_What you should do_
Please pick up the blog post about learning Revit for foodservice after its last sentence and keep writing it.

_Excerpted passage_
╭──

Thursday, April 21, 2011

Learning Revit for Foodservice: Part 1

I get lots of spam.  An unusually large amount from African nations alerting me to the millions that some kind hearted or befuddled billionaire has bequeathed me.  Even though I know these are all bogus I have been noticing how uplifting they can be.  They may start out with 'God Bless You' or 'Something Wonderful is Happening' or something to that effect.  I put a filter on them so that only the first 8 words will show up in the email.  'God Bless You', 'You're in for a Treat', 'You are God Himself'...  I find reading these first thing in the morning up lifting.  Pre-work stuff on the Ipad, still laying in bed, hiding my Ipad near the pillow.  Hoping my wife doesn't catch me. 

I'm a foodservice consultant in the business of creating documents for design professionals.  It's been foodservice for me since I graduated from High School, then back to college, then finally back to foodservice.  I was a Yo-Yo bouncing between school and a foodservice way of living.  It is my way of life.

Foodservice is an industry with a wide mix of individuals that come from very different beginnings.  Maybe they came the Hopitality way, or the Culinary Arts way.  I came the manufacturing way.  I spent years as a Stainless fabricator and custom layout designer.  Everything from vibratory weigh cells for food processing to three compartment sinks and custom refrigeration.  I would design, layout, fabricate, weld, and polish out stainless objects that would eventurally end up in a commercial kitchen somewhere.  It was a way of living and being.  I would take special care when I positioned myself to weld a stainless edge.  I would start out in the most uncomfortable position that I could and as I welded I would end up in the most comfortable position I could.  Focus on the bead, the tempo, the penetration, not the past, move towards comfort.  It was a beautiful metaphor.

╰──

_Provided records_
╭──

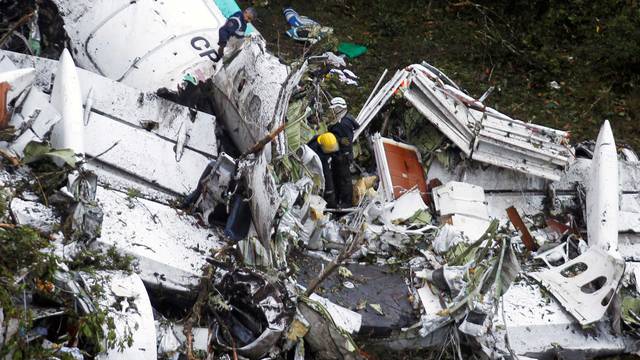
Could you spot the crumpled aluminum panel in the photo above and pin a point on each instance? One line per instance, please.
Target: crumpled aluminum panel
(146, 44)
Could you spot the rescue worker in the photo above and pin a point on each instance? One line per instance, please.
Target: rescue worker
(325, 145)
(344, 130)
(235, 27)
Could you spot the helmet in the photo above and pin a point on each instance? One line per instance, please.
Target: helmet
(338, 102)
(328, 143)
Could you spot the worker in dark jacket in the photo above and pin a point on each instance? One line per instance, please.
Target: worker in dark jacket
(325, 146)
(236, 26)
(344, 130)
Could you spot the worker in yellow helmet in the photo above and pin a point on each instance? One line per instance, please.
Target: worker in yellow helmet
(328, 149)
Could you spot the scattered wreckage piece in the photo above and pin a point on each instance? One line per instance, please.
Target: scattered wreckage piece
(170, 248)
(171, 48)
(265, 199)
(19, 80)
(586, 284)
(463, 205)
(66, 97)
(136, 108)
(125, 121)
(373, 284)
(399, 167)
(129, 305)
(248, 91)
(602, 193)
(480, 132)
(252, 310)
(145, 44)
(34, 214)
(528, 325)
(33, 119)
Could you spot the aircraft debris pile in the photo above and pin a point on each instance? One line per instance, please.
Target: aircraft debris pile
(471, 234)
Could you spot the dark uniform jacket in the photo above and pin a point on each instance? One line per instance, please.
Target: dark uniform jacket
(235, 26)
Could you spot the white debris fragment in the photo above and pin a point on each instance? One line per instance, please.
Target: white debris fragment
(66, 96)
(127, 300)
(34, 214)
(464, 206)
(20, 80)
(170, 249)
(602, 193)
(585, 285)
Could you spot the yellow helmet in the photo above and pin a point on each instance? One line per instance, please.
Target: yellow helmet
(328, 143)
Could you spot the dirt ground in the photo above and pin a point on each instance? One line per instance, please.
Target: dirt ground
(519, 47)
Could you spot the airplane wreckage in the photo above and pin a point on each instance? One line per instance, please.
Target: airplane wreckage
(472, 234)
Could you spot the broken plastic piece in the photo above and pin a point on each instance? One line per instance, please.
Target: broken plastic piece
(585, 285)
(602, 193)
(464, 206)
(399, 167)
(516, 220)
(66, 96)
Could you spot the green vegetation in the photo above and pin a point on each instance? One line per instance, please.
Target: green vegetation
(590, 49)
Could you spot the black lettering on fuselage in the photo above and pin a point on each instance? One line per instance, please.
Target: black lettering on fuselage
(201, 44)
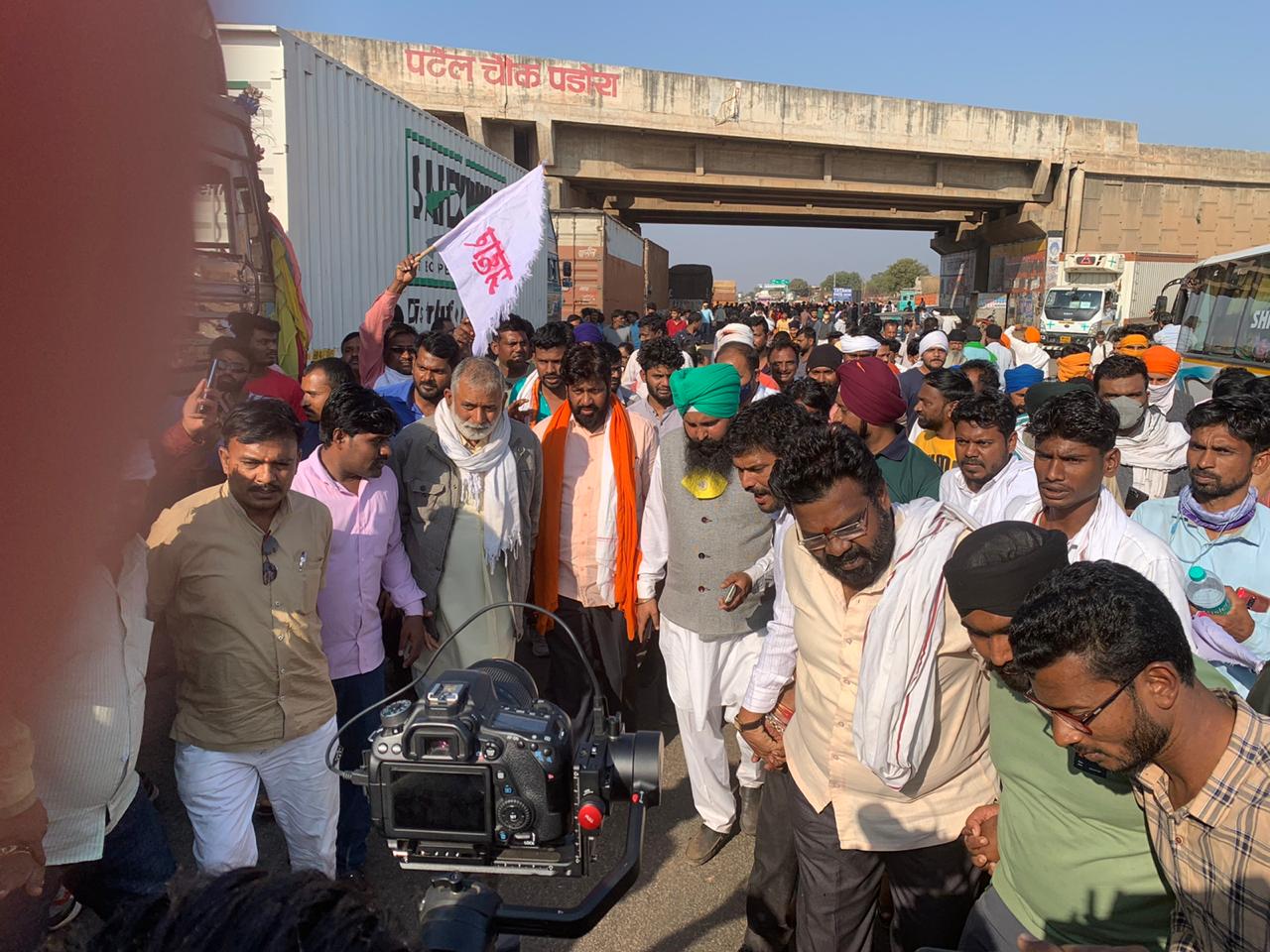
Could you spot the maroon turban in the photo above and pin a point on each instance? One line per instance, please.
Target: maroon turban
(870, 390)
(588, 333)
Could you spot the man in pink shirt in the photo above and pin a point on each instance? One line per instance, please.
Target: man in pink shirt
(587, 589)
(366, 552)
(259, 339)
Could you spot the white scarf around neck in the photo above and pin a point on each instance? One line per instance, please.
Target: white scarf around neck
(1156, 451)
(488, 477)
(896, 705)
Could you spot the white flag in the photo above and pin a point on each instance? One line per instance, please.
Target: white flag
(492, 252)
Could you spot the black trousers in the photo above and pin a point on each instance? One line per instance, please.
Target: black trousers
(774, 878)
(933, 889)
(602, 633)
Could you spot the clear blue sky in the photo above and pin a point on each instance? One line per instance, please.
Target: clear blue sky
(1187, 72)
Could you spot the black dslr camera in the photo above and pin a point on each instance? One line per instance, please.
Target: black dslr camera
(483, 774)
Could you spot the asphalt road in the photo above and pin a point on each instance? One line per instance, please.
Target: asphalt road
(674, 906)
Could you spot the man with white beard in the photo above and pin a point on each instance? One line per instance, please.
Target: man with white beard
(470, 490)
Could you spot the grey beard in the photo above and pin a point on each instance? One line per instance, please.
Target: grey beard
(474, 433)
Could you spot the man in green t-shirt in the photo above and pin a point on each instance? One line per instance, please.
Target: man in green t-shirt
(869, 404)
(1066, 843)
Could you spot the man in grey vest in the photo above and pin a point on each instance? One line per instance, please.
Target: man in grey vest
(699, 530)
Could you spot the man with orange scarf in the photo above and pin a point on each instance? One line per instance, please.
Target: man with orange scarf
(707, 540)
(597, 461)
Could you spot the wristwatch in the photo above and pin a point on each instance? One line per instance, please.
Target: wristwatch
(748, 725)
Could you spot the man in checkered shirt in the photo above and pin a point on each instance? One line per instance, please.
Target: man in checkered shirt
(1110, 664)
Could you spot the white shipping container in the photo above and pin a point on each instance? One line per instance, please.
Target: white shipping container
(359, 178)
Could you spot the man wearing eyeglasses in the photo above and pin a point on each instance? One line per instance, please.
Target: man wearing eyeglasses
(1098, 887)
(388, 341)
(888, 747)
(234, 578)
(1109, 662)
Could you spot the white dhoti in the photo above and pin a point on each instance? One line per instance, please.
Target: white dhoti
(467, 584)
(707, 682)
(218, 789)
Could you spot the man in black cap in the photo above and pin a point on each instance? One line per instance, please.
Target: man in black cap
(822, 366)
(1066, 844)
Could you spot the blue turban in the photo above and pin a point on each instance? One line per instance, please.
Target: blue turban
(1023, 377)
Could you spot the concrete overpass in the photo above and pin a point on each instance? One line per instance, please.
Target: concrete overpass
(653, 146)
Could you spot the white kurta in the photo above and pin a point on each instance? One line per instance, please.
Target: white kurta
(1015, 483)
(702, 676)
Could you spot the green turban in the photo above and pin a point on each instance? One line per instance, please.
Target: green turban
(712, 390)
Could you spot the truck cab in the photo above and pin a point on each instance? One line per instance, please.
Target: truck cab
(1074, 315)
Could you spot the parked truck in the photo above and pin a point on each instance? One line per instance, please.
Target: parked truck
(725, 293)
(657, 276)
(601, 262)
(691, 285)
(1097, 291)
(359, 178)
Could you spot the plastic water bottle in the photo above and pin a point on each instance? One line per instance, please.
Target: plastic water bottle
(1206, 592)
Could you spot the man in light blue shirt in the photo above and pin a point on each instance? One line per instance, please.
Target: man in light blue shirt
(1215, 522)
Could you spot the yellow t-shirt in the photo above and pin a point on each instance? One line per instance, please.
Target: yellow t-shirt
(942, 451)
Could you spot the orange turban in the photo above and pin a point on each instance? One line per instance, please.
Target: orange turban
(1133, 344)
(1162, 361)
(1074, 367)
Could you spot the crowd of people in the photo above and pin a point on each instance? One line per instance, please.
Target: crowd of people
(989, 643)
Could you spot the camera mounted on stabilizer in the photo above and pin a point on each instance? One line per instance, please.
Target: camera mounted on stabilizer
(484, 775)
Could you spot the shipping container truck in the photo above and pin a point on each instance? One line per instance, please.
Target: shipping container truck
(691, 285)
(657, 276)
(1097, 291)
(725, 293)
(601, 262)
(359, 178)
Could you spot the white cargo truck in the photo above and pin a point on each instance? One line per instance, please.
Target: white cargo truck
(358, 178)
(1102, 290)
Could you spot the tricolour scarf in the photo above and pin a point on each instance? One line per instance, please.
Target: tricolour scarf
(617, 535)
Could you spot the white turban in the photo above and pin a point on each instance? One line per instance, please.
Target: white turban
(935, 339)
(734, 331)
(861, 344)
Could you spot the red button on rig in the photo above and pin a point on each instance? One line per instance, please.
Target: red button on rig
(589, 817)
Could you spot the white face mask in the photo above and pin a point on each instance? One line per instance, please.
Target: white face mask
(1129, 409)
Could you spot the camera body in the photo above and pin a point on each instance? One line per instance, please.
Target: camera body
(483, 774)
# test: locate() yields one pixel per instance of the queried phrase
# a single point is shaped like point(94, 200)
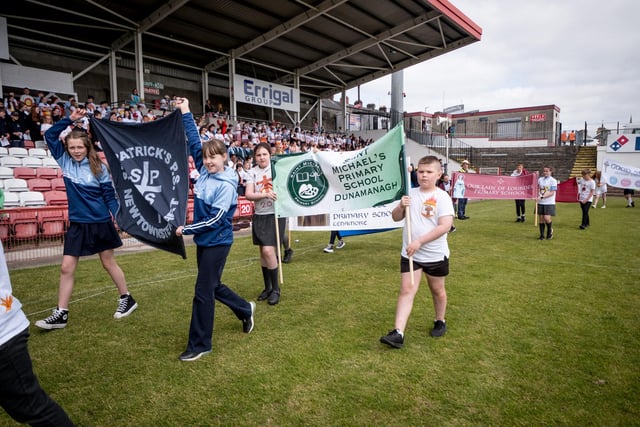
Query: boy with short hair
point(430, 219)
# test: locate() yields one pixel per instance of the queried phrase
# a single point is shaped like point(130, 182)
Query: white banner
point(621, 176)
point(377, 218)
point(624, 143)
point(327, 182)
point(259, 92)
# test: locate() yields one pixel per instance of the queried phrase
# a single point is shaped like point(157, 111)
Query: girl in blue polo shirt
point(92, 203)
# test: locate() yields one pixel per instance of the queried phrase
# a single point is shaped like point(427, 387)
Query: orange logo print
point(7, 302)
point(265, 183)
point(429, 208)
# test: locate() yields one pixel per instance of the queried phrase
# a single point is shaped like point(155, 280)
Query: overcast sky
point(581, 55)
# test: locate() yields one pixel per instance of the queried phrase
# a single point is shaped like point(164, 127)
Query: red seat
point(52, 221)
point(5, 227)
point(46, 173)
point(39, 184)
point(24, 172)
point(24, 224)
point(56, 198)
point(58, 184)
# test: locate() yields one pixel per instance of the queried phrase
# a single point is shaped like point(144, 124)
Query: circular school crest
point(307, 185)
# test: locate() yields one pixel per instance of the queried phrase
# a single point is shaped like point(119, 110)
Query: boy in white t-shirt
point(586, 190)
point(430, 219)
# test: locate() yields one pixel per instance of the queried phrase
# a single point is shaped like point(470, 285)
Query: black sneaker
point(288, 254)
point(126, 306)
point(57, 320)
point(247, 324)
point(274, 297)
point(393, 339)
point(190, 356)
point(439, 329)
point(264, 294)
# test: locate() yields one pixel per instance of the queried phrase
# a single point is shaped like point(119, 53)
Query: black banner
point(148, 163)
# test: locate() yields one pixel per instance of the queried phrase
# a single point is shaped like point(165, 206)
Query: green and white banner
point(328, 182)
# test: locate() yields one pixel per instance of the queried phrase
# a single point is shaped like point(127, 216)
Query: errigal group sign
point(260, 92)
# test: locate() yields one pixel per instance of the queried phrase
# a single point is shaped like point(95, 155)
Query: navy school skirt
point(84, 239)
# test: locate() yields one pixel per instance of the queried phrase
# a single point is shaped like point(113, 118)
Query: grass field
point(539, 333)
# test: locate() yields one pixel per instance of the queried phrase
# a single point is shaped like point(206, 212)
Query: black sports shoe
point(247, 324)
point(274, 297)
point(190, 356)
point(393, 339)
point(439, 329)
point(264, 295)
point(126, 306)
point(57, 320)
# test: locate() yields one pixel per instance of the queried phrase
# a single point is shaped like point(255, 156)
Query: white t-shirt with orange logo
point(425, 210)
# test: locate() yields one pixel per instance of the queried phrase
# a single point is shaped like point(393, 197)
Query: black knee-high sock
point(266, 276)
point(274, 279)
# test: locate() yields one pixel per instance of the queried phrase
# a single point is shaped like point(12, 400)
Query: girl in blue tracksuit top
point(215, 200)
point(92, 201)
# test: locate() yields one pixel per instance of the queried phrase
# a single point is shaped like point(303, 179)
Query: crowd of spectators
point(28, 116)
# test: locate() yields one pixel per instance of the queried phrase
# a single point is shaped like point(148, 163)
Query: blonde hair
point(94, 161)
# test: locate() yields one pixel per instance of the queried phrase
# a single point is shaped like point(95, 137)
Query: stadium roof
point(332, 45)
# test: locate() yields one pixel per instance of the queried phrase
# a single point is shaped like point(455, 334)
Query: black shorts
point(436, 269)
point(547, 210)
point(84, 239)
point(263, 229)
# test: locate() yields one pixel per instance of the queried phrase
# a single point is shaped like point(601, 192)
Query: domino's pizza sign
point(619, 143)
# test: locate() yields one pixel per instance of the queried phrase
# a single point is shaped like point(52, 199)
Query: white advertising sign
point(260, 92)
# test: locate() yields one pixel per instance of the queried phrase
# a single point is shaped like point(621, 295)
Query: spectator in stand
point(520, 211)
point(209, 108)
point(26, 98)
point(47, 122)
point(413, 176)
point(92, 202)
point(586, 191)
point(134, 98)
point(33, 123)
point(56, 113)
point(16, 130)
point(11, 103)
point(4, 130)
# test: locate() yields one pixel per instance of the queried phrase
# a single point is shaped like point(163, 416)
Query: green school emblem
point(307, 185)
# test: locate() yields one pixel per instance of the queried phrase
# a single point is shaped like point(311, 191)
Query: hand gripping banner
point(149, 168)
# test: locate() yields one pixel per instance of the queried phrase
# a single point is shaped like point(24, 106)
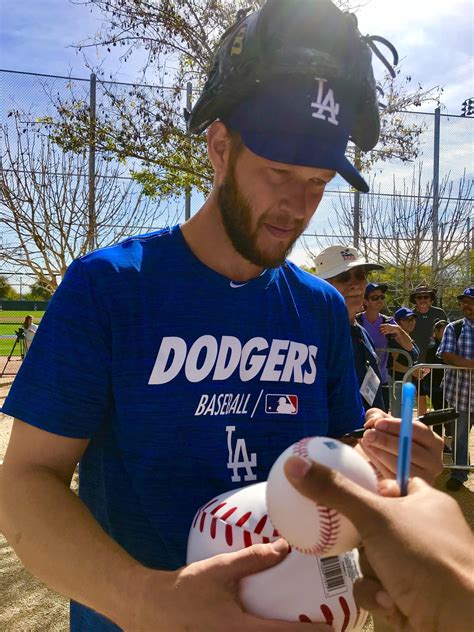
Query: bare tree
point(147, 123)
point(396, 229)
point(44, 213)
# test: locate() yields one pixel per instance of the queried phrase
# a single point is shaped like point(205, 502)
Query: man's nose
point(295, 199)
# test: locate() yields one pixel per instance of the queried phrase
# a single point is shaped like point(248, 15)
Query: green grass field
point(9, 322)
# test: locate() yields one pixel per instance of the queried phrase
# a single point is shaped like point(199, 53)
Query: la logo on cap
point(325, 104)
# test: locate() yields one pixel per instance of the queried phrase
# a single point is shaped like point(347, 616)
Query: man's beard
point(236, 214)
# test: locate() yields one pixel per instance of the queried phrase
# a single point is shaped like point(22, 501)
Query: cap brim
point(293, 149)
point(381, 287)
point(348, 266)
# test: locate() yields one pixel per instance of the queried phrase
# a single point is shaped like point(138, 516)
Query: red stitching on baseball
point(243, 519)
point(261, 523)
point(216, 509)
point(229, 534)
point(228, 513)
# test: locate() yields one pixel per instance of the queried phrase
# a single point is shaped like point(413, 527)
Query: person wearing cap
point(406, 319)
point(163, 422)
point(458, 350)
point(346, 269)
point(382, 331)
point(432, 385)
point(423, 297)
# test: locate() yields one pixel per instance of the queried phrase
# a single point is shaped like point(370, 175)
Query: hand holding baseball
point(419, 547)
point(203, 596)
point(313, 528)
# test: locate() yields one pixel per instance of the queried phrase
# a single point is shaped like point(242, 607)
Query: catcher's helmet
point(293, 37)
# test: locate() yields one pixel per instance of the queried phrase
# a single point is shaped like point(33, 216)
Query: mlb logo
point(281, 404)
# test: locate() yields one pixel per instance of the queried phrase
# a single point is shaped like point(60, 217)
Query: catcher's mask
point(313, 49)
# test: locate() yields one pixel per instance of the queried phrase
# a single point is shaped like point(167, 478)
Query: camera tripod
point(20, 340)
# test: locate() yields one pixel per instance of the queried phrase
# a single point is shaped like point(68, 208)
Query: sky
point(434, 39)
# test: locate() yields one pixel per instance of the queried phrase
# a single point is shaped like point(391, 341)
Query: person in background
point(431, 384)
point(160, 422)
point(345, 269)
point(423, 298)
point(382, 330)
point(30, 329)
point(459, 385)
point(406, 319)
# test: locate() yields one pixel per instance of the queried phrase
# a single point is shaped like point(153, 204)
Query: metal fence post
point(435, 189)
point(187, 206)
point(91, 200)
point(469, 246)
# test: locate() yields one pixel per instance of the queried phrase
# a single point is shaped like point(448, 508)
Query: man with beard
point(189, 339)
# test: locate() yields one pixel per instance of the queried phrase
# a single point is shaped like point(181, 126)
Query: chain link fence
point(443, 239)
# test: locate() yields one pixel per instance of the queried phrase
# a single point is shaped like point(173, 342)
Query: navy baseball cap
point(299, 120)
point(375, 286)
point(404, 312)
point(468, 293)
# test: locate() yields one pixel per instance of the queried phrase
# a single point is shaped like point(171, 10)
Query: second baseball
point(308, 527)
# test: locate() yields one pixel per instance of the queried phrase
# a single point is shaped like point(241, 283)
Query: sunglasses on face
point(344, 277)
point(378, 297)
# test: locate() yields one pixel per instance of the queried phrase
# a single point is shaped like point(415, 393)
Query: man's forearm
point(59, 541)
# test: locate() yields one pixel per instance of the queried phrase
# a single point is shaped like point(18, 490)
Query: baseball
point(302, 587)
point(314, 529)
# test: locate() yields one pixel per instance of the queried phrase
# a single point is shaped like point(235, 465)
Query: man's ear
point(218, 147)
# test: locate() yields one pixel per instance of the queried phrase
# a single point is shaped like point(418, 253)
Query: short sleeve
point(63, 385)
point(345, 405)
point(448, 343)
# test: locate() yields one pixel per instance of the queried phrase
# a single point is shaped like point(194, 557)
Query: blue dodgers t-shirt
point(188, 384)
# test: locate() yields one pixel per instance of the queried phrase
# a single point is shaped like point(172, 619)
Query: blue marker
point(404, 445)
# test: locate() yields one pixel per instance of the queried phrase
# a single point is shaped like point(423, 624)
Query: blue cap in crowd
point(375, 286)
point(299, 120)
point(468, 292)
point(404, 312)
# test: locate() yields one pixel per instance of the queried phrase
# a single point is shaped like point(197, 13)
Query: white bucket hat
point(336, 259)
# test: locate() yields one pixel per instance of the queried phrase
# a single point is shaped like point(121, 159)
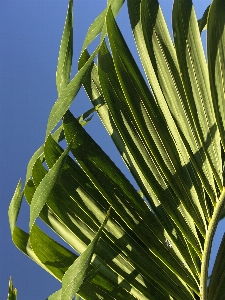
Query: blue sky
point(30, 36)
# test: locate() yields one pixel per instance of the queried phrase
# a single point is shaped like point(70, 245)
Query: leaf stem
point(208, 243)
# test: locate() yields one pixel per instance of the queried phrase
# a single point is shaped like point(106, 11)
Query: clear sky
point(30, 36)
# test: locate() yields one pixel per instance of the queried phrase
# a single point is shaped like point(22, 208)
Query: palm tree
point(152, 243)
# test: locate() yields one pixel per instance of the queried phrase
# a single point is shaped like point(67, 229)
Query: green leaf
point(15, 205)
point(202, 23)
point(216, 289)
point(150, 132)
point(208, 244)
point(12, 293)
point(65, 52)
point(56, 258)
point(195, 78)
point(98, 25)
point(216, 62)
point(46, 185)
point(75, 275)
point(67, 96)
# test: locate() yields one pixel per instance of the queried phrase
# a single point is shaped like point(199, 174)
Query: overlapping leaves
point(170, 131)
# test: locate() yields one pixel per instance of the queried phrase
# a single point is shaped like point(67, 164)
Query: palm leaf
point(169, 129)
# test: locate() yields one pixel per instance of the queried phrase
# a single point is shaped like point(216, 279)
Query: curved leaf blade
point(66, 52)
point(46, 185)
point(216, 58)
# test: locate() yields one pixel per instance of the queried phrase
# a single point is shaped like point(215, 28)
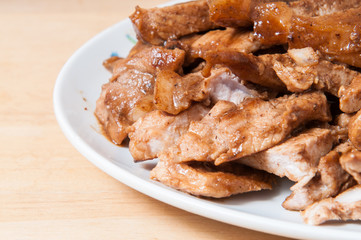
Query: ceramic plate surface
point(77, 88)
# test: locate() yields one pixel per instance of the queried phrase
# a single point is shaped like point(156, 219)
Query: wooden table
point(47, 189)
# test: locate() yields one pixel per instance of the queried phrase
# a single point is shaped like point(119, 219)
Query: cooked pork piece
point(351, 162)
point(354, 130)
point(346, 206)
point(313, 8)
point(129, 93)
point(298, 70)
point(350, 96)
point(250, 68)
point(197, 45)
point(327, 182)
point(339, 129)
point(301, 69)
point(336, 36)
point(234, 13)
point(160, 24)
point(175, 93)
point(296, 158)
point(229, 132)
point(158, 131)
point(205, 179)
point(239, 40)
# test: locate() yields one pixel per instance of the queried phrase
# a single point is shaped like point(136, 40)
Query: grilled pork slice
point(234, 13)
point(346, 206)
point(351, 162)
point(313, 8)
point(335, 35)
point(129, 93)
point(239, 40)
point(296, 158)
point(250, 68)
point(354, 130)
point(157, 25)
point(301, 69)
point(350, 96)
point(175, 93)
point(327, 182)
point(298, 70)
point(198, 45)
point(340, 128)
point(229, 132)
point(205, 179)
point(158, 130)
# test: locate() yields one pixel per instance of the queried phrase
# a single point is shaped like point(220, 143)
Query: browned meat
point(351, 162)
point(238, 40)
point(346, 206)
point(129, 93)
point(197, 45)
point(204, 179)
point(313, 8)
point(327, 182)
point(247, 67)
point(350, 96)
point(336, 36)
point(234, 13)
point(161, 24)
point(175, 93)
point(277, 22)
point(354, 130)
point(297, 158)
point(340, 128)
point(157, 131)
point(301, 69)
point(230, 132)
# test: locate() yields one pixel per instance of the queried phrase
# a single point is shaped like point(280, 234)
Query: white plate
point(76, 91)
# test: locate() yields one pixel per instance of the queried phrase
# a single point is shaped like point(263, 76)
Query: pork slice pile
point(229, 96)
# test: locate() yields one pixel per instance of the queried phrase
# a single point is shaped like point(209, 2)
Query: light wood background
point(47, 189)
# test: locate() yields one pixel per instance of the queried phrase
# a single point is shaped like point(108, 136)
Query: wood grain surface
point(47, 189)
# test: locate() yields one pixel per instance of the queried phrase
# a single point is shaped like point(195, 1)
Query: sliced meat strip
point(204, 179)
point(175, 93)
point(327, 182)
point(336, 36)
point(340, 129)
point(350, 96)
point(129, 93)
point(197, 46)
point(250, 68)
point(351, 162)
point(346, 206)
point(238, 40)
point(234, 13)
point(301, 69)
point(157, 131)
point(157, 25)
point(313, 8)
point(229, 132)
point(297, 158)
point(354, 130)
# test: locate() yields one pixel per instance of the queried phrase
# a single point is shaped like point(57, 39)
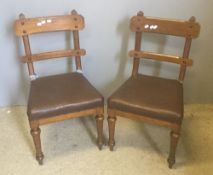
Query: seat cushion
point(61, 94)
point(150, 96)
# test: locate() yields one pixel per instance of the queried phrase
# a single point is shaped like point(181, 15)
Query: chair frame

╰──

_Result of the exercise_
What does this have to do with learning Revit for Foodservice?

There are those in the foodservice design industry that say the best way for ramping up for Revit is to bring in Revit designers straight out of trade school or bring in a trainer.  The trainer is to be an expert in Revit Architecture and Autocad.  Knows how to create spiral staircases and create custom families for wall glazing. 

Again I ask:  What does this have to do with learning Revit for Foodservice?

I used to tell new employees that Autocad is just another tool like a carpenter has tools.  Everyone can have a hammer but not too many know just where to drive the nails.  You have to know carpentry first.  It goes for Revit for foodservice too.  Those employees that were keepers and really developed into fine designers were the ones that knew foodservice first.  They knew when to add the double overshelf or where to spot the floorsink.  Schools that teach Revit focus on everything but foodservice.  They will teach you a way of thinking Architecturally or Structurally but not the Foodservice way.